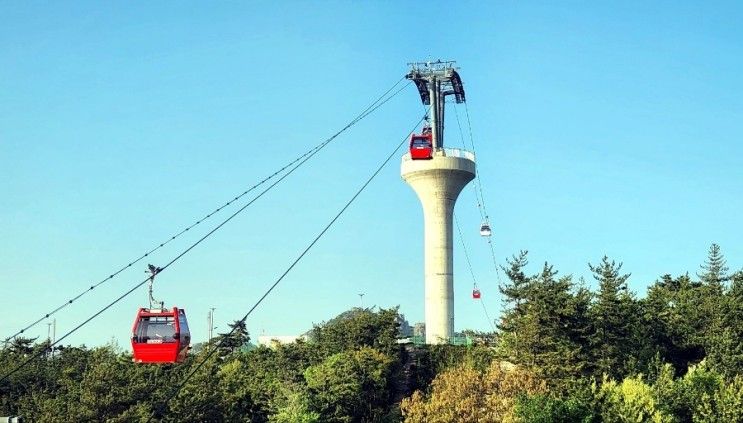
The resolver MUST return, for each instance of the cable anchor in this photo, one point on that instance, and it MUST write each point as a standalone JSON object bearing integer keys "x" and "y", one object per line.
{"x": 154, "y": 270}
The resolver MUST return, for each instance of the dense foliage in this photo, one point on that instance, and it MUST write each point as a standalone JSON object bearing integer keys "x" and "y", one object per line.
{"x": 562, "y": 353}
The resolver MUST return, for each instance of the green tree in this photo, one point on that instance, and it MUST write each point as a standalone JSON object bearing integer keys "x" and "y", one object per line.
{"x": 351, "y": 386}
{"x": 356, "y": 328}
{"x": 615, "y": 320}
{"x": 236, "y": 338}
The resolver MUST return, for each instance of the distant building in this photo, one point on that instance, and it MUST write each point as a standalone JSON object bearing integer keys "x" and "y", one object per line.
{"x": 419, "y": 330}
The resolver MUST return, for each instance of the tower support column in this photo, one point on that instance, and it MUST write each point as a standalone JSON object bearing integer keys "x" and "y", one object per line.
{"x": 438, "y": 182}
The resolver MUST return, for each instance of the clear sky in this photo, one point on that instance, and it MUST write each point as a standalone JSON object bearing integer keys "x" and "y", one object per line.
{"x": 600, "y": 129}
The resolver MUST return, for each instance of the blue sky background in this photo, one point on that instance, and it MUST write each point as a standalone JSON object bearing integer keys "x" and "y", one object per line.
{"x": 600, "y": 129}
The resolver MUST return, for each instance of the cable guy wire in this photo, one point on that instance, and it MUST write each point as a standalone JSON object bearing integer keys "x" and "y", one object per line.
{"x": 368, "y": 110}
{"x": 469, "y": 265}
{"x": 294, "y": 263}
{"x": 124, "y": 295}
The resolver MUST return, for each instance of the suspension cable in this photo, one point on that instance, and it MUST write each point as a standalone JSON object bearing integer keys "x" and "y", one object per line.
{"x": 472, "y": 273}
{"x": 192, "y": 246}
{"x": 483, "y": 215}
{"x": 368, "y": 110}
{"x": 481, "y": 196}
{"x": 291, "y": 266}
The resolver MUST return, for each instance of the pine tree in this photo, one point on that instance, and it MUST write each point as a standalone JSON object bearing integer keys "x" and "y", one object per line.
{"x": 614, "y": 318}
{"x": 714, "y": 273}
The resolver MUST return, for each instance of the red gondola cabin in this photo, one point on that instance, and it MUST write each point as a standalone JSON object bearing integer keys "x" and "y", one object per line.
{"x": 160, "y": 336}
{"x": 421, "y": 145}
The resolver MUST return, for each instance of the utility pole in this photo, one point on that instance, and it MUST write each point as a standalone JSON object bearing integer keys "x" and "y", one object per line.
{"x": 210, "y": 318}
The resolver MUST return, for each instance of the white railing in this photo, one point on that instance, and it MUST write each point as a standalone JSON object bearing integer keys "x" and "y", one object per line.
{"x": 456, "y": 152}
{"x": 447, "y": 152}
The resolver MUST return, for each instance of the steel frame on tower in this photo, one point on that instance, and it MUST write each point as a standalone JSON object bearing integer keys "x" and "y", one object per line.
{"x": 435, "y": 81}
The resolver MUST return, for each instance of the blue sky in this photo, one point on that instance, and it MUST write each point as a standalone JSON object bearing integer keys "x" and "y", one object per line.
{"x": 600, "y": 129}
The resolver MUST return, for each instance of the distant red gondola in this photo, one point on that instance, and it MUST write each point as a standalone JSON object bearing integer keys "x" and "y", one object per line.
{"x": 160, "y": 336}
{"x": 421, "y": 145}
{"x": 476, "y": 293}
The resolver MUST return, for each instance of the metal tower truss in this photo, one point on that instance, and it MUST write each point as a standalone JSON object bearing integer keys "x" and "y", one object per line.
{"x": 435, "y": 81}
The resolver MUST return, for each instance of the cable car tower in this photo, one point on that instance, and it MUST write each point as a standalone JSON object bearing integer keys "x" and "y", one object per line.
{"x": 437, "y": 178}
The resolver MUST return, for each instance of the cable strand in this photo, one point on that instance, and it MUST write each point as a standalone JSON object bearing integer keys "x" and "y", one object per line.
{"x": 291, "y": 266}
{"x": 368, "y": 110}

*****

▶ To be done:
Transcribe every entry word for word, but omit the pictures.

▶ Exercise solution:
The resolver MUST return, for each instance of the cable anchor in this photo, one point on that instance, and it MUST write each point as a standalone JSON object bearing integer keys "x" and "y", one object per line.
{"x": 154, "y": 270}
The resolver MUST return, for each instance of the dense foliage in this photo, one point on that instance, and it MUST write each point as a standalone JSON object bearing integer keys "x" and "y", one object per line.
{"x": 562, "y": 353}
The resolver MUST return, for each instance of the green tree in this photo, one point on that instance, and it MUST write each point as a standalone JSON object bearing integer keys "x" and "y", one object per line.
{"x": 351, "y": 386}
{"x": 356, "y": 328}
{"x": 615, "y": 320}
{"x": 236, "y": 338}
The resolver MUST return, for each instance of the distant building in this photo, one point on that instance, and it MUST write each point as a standalone JSON object bearing integer keys "x" and "y", one object per line.
{"x": 419, "y": 330}
The resolver MUST return, for each instance of the tower support column in this photo, one point on that instance, and it MUST write each point as a standalone JSON object bearing integer keys "x" and "y", one object per line.
{"x": 438, "y": 182}
The resolver MUST return, for each instance of the clear sky in this photo, one point on that instance, and it MUST write each point as a standalone JSON object bearing integer keys "x" and "y", one object per line.
{"x": 600, "y": 129}
The resolver MUST return, for each instance of the blue sky background in this photo, one point on that instance, and it MUST write each point as a standalone JSON object bearing integer keys "x" and "y", one object per line.
{"x": 600, "y": 129}
The resolver MUST return, for each instance of the cable guy wire in this photo, one point on that instance, and it MUST write each point as a standalone JSON object bearing integer keys "x" and "y", one object per line.
{"x": 368, "y": 110}
{"x": 469, "y": 265}
{"x": 294, "y": 263}
{"x": 124, "y": 295}
The resolver MUST return, for each instance of the suspension cable in this photo, one point on that instance, and it MUST write each point as a standalone JSON object bearing integer keys "x" and "y", one object per line.
{"x": 472, "y": 273}
{"x": 192, "y": 246}
{"x": 483, "y": 215}
{"x": 368, "y": 110}
{"x": 481, "y": 196}
{"x": 291, "y": 266}
The resolver MUST return, for each instance of the pine tree in this photo, one point on that instance, and it MUST write each point as a standalone JSON object bearing integer keys "x" and "y", one object per line.
{"x": 614, "y": 318}
{"x": 714, "y": 273}
The resolver MUST return, for each instance of the red gondola cabin in this photo, one point on that instance, and it MUST write each point as a standalone JSON object bearing integer keys "x" and "y", one object per line.
{"x": 160, "y": 336}
{"x": 421, "y": 145}
The resolver MUST return, for each instance of the utility pole in this photo, one point on that instance, and it MUST write each point as a standalone JSON object bearing integer keys "x" and "y", one object per line.
{"x": 210, "y": 318}
The resolver MUST return, for each instance of the white railing in this photo, one point on that instance, and it MUST write each point as a standalone JSON object bearing integer keys "x" and "y", one object per line.
{"x": 456, "y": 152}
{"x": 447, "y": 152}
The resolver MUST return, for each instance of the steel frame on tower in this photo, one point on that instance, and it MUST write each point as a standalone JSON object bearing integer keys "x" and "y", one object per line.
{"x": 435, "y": 81}
The resolver MUST return, for each instance of the blue sky in this photo, one point on that instance, and it MUST write each point as a standalone JSON object bearing integer keys "x" and "y", one object per line.
{"x": 600, "y": 129}
The resolver MUST return, for each instance of the distant red gondola in this photo, one point on that instance, and it MUST write each point as a standalone JSON object bearing integer keys "x" and "y", one object per line.
{"x": 160, "y": 336}
{"x": 421, "y": 145}
{"x": 476, "y": 293}
The resolver MUST return, for each instance of the metal tower truss in this photo, one point on that instance, and it MUST write each point as a standalone JSON object bearing integer keys "x" and "y", one object per line.
{"x": 435, "y": 81}
The resolver MUST return, for each instance of the cable car tower in this photo, one point on that instance, and it MUST write each point as a standalone JSON object bearing integer keys "x" and "y", one object per line.
{"x": 437, "y": 178}
The resolver MUST return, for each instance of the cable strand in this photo, one point on that instance, and it MUST write each point as a standalone JSON object bearing integer keys "x" and "y", one object per line.
{"x": 291, "y": 266}
{"x": 368, "y": 110}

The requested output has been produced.